** Begin **
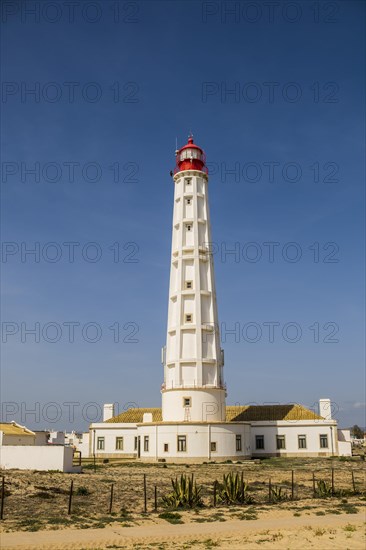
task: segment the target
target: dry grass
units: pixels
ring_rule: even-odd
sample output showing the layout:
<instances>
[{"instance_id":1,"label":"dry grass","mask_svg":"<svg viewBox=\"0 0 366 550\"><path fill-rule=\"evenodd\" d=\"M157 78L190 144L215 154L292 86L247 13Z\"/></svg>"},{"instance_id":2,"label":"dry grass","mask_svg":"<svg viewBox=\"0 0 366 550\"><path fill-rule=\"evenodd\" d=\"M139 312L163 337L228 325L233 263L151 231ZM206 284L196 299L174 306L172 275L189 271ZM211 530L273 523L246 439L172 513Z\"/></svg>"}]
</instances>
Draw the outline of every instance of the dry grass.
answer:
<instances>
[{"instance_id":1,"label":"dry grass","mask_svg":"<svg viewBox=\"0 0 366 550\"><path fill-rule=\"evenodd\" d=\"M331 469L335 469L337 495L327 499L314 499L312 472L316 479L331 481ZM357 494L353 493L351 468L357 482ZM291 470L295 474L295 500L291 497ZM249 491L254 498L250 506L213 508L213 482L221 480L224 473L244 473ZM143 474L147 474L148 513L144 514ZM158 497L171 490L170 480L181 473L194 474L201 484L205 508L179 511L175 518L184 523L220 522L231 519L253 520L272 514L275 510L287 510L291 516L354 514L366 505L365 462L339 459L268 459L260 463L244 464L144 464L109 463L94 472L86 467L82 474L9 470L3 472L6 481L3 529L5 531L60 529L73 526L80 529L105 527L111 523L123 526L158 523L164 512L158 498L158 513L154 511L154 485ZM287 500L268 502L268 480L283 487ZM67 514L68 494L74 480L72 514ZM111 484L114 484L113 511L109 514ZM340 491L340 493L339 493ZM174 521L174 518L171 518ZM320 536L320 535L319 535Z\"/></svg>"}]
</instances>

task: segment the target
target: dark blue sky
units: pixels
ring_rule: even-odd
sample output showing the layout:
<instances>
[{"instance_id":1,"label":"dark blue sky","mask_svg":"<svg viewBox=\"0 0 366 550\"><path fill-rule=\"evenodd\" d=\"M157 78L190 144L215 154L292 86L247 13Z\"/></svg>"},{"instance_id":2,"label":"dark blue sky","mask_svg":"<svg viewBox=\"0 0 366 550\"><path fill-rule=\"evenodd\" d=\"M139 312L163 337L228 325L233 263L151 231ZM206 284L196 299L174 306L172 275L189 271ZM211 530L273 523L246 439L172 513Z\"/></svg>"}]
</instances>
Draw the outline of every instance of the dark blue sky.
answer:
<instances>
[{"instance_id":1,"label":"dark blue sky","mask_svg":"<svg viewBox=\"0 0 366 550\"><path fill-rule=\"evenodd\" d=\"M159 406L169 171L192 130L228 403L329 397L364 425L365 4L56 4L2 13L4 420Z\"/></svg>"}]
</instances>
** End **
** Begin **
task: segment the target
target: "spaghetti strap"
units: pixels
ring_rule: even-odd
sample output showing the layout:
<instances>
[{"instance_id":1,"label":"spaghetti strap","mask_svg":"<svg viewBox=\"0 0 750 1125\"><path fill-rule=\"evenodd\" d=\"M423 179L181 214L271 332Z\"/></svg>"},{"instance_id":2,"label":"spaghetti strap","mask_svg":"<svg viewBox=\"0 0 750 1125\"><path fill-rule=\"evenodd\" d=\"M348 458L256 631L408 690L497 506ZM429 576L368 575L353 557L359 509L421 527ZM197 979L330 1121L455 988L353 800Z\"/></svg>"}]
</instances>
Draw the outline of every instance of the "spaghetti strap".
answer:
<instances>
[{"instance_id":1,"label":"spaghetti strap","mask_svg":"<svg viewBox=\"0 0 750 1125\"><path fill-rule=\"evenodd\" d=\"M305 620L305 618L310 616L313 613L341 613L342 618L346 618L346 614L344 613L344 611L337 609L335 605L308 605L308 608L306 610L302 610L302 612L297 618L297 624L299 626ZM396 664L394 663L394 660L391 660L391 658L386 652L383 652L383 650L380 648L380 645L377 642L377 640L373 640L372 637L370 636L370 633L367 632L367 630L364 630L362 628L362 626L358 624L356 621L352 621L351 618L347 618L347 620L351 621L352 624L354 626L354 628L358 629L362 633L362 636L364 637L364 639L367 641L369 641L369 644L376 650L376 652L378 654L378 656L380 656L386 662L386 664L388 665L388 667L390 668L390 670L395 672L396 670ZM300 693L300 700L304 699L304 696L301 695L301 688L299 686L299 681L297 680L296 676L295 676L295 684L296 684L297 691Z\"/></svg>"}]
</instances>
** End **
** Begin **
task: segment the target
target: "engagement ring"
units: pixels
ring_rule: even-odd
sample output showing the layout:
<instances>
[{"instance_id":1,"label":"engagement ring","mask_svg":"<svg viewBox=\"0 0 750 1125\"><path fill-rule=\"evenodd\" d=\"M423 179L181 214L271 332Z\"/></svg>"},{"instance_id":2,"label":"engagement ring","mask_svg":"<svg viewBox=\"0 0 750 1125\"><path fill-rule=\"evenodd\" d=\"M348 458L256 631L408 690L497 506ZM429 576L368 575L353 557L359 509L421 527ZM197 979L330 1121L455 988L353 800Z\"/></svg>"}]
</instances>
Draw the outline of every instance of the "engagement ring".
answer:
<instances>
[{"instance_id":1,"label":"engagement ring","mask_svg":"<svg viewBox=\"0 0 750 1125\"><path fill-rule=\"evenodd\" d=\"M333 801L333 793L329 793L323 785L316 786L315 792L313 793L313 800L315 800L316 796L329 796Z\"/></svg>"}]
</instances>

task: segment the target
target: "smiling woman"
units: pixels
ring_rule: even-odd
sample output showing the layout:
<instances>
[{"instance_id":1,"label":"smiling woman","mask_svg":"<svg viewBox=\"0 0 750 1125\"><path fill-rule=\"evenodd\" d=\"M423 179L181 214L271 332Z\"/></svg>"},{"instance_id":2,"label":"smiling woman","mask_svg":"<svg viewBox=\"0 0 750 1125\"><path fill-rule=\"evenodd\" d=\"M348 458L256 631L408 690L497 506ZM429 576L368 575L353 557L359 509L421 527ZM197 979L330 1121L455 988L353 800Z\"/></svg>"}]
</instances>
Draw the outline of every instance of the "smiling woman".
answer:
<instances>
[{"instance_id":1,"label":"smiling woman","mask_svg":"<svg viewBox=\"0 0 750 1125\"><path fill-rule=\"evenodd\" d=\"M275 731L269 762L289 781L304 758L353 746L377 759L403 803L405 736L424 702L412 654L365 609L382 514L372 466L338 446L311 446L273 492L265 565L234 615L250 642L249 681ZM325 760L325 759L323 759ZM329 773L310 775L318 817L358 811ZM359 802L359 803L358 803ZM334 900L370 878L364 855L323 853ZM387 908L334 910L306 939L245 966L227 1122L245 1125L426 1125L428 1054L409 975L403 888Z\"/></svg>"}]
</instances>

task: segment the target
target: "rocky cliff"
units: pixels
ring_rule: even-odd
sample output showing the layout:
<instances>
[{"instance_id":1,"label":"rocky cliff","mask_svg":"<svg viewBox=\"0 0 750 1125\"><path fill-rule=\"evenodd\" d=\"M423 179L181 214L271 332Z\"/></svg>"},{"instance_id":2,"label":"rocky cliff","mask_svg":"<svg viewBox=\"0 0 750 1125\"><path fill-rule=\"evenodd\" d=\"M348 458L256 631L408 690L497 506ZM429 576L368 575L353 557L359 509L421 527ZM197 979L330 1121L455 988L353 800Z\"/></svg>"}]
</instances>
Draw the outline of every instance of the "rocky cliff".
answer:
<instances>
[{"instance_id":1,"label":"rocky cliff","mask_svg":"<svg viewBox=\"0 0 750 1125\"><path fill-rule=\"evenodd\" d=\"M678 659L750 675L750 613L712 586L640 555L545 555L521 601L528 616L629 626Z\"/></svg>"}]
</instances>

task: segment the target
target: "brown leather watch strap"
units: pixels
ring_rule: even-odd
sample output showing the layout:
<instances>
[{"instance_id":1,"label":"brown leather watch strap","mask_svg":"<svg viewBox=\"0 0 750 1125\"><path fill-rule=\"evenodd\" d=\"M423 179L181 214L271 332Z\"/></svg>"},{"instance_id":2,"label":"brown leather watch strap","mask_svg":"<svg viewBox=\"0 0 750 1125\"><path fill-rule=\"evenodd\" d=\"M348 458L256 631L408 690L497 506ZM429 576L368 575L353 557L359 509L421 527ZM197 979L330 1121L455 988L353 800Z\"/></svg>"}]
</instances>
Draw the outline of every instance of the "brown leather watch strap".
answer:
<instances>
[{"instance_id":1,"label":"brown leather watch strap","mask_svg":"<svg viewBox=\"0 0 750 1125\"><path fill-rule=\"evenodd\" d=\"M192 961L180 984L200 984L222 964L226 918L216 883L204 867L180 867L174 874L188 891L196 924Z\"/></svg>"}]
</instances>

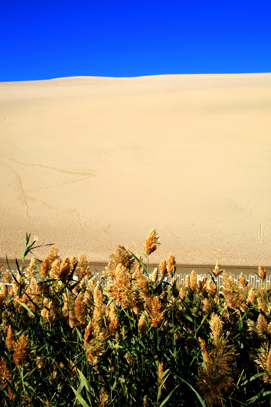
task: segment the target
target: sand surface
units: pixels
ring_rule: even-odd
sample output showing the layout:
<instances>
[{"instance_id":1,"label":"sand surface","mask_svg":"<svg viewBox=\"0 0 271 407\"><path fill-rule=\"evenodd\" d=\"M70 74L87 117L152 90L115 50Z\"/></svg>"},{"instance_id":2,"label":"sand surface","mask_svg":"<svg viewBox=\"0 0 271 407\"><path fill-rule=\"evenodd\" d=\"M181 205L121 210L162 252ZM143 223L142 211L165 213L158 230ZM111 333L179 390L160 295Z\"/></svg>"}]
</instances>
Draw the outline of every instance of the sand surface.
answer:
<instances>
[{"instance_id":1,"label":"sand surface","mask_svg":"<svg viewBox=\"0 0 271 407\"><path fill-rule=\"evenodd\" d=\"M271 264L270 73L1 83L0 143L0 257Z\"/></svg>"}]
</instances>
** End **
Identify each of the lines above that contains the string "watch", and copy every such line in full. Case counts, so match only that exact capitalization.

target: "brown leather watch strap"
[{"instance_id":1,"label":"brown leather watch strap","mask_svg":"<svg viewBox=\"0 0 750 1125\"><path fill-rule=\"evenodd\" d=\"M423 179L181 214L271 332Z\"/></svg>"},{"instance_id":2,"label":"brown leather watch strap","mask_svg":"<svg viewBox=\"0 0 750 1125\"><path fill-rule=\"evenodd\" d=\"M348 458L256 631L408 690L497 506ZM429 576L368 575L353 557L359 509L421 527ZM197 979L330 1121L455 988L353 800Z\"/></svg>"}]
Draw the outline of every instance of the "brown leather watch strap".
[{"instance_id":1,"label":"brown leather watch strap","mask_svg":"<svg viewBox=\"0 0 750 1125\"><path fill-rule=\"evenodd\" d=\"M192 961L180 984L200 984L222 964L226 918L216 883L204 867L180 867L174 874L188 891L196 924Z\"/></svg>"}]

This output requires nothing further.